* Task:
Output all entries verbatim. Skip pictures.

* Rows from a pointing dataset:
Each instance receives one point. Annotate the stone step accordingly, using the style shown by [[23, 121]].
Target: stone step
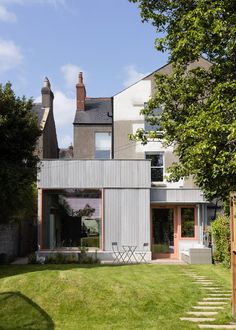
[[212, 303], [216, 326], [214, 298], [219, 294], [207, 307], [202, 313], [216, 289], [197, 319]]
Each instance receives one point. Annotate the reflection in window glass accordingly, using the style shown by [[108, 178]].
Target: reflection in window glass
[[147, 124], [187, 222], [156, 166], [72, 218], [102, 145]]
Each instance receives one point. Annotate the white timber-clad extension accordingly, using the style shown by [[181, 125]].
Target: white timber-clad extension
[[57, 174], [127, 217], [159, 195], [126, 196]]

* Written response:
Each instance receives one point. Annotate the stone step accordingly, using the style shown by [[23, 121]].
Target: stone step
[[212, 303], [216, 326], [214, 298], [219, 294], [207, 307], [202, 313], [216, 289], [197, 319]]
Each instance receives one point. Annotate the reflection in window glass accordingly, using the style shown by [[108, 178]].
Target: reflection in window glass
[[147, 124], [187, 222], [156, 166], [72, 218], [102, 145]]
Each instance receives one point. Annotate the white timber-clad extension accordingly, using the style shown by [[181, 125]].
Target: white timber-clad extension
[[57, 174], [127, 217], [159, 195], [126, 196]]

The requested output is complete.